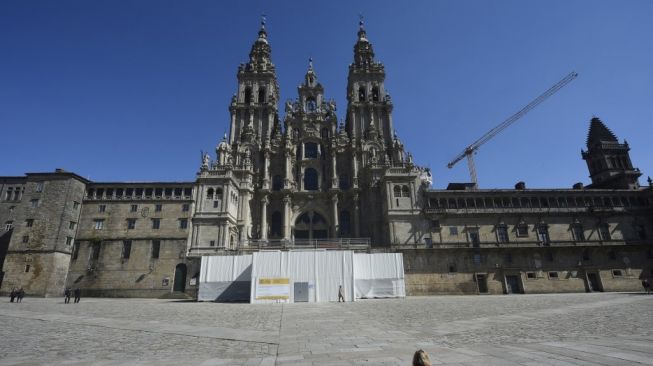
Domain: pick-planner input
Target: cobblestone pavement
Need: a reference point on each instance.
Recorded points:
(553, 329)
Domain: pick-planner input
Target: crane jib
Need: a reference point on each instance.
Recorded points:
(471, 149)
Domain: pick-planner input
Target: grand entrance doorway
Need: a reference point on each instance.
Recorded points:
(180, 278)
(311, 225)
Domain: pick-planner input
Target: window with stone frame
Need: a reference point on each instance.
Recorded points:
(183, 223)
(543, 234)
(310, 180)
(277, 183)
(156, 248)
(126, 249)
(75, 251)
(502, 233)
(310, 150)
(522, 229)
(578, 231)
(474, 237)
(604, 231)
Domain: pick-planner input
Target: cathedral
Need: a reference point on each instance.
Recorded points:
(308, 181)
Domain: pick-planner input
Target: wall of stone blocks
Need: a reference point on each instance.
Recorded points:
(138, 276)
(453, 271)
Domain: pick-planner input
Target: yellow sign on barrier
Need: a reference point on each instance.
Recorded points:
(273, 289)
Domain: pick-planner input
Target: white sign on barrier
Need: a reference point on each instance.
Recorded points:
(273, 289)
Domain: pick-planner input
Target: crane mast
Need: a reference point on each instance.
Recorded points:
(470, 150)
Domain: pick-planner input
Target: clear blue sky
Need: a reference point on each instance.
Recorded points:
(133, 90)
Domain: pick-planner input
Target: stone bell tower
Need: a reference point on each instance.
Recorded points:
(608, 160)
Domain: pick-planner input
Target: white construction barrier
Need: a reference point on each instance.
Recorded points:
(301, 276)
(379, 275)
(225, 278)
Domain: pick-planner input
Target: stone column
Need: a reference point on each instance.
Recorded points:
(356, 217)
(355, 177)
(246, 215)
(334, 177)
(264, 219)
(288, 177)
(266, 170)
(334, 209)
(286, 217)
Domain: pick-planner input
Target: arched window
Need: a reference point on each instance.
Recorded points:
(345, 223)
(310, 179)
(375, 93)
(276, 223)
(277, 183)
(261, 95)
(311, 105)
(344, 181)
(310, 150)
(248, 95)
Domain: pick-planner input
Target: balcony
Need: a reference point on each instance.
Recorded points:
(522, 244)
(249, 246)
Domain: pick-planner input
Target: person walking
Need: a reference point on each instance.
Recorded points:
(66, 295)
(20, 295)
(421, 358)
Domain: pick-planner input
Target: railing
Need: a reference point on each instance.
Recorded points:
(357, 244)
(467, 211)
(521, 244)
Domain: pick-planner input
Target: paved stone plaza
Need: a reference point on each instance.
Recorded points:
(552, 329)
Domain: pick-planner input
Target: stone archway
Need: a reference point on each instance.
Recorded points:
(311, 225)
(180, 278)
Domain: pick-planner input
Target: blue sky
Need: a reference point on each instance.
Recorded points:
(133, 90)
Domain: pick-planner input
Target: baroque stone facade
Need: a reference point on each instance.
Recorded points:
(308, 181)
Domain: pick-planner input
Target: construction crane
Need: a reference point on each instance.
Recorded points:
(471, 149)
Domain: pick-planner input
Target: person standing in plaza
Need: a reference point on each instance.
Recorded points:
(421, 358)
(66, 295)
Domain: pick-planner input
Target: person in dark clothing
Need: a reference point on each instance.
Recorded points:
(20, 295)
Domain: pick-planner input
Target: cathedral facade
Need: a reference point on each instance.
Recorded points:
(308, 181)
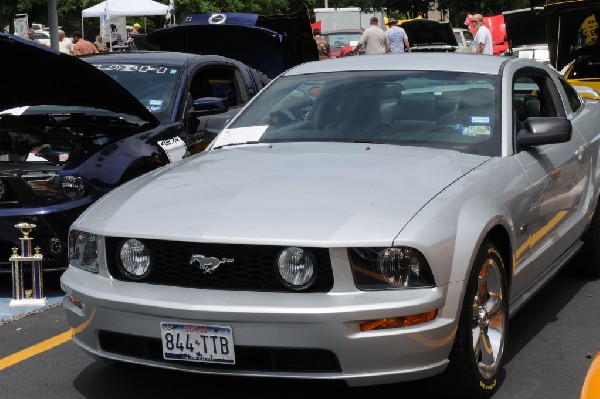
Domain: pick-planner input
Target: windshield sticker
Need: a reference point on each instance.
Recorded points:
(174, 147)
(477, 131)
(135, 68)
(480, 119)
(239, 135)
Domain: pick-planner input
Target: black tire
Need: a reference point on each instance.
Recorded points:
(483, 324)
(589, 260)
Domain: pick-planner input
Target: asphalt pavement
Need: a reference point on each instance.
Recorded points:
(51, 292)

DO THIS:
The data above should be repeated exactly, minus any pictures.

TASK OUTPUT:
Domain: pick-planner input
Target: cobblestone pavement
Need: a reference point on each instance.
Recorded points:
(553, 329)
Domain: pick-planner input
Target: crane jib
Need: a reference point on each instance.
Recorded points:
(471, 149)
Domain: pick-planner input
Target: grand entrance doorway
Need: a reference point on each instance.
Recorded points:
(180, 278)
(311, 225)
Domain: pick-planner input
Target: window with stone frame
Need: a reference point on each instance.
Recorded points:
(183, 223)
(543, 234)
(310, 180)
(277, 183)
(156, 248)
(126, 249)
(75, 251)
(502, 233)
(310, 150)
(522, 229)
(578, 231)
(474, 237)
(604, 231)
Domain: pick-planner input
Target: cathedral
Need: a reference point on each instance.
Recorded points:
(308, 181)
Domain: pick-planner input
Target: wall of stone blocks
Need: a reference point on each instance.
Recorded points:
(138, 276)
(453, 271)
Domain: pick-planner input
Target: yellow sign on barrier
Need: a reference point on each instance.
Recorded points:
(273, 289)
Domain: pick-planner input
Target: white sign on barrier
Need: a reference point on each instance.
Recorded points:
(273, 289)
Domain: pick-planner input
Target: crane mast
Need: a reference point on each instance.
Recorded points:
(470, 150)
Domain: pick-planner input
Target: clear blue sky
Need: a reference point on each instance.
Recorded points:
(133, 90)
Domain: pick-planner input
Target: stone bell tower
Need: a reference point on each instance.
Recorded points:
(608, 160)
Domain: pick-planner input
Target: white construction barrier
Need: a reference point on each instance.
Recorded points:
(301, 276)
(379, 275)
(225, 278)
Domain: pick-planner input
Target: stone column
Need: a reference point on each instance.
Recorded points:
(356, 217)
(355, 177)
(246, 215)
(334, 177)
(264, 219)
(288, 177)
(266, 170)
(334, 209)
(286, 217)
Domain: pick-planner input
Target: arched window
Need: a reference point on each instance.
Recorded points:
(345, 223)
(310, 179)
(375, 93)
(276, 223)
(277, 183)
(261, 95)
(311, 105)
(344, 181)
(310, 150)
(248, 95)
Domain: pick-planner input
Target: balcony
Need: a reference point on each instance.
Recorded points:
(522, 244)
(249, 246)
Domain: pick-planner input
Target: person walking
Need: a reference point on each instance.
Recorded points:
(66, 295)
(20, 295)
(421, 358)
Domain: pick-planner input
Target: railing
Need: a reference point on each instance.
Recorded points:
(357, 244)
(467, 211)
(521, 244)
Domain: pick-planner input
Target: paved stone plaza
Need: a reference point on each instance.
Recorded points:
(552, 329)
Domain: pick-planner input
Target: stone archway
Need: a reference point on each instance.
Recorded points:
(311, 225)
(180, 278)
Domain: pick-planner input
Target: blue sky
Need: a reference point on each instance.
Recorded points:
(133, 90)
Domain: pick-planner input
Target: baroque stone facade
Need: a reference point on each instance.
Recorded points:
(308, 181)
Domain: pick-planner input
Target: construction crane
Need: a reference point on each instance.
Recorded points:
(471, 149)
Domain: pick-planner input
Target: person standing in plaza
Need: a reference point on each instance.
Recorded points:
(421, 358)
(66, 295)
Domain: pick-planner input
Target: person in dark clothing
Need: a reference point on each instance.
Recorded points:
(20, 295)
Domain: pick-planner input
Target: cathedral facade
Need: a reference point on each instance.
Recorded points:
(308, 181)
Domain: pick-planner input
Target: windshield sticker
Need: a reference point on each instance.
Recorded points:
(174, 147)
(477, 131)
(135, 68)
(480, 119)
(239, 135)
Domain: pick-planner input
Target: black tire
Need: a reference point on each instance.
Recorded points:
(483, 324)
(589, 260)
Domain: pick-planner input
Target: asphalt pavement
Need: a reference point on each instance.
Recorded points:
(51, 292)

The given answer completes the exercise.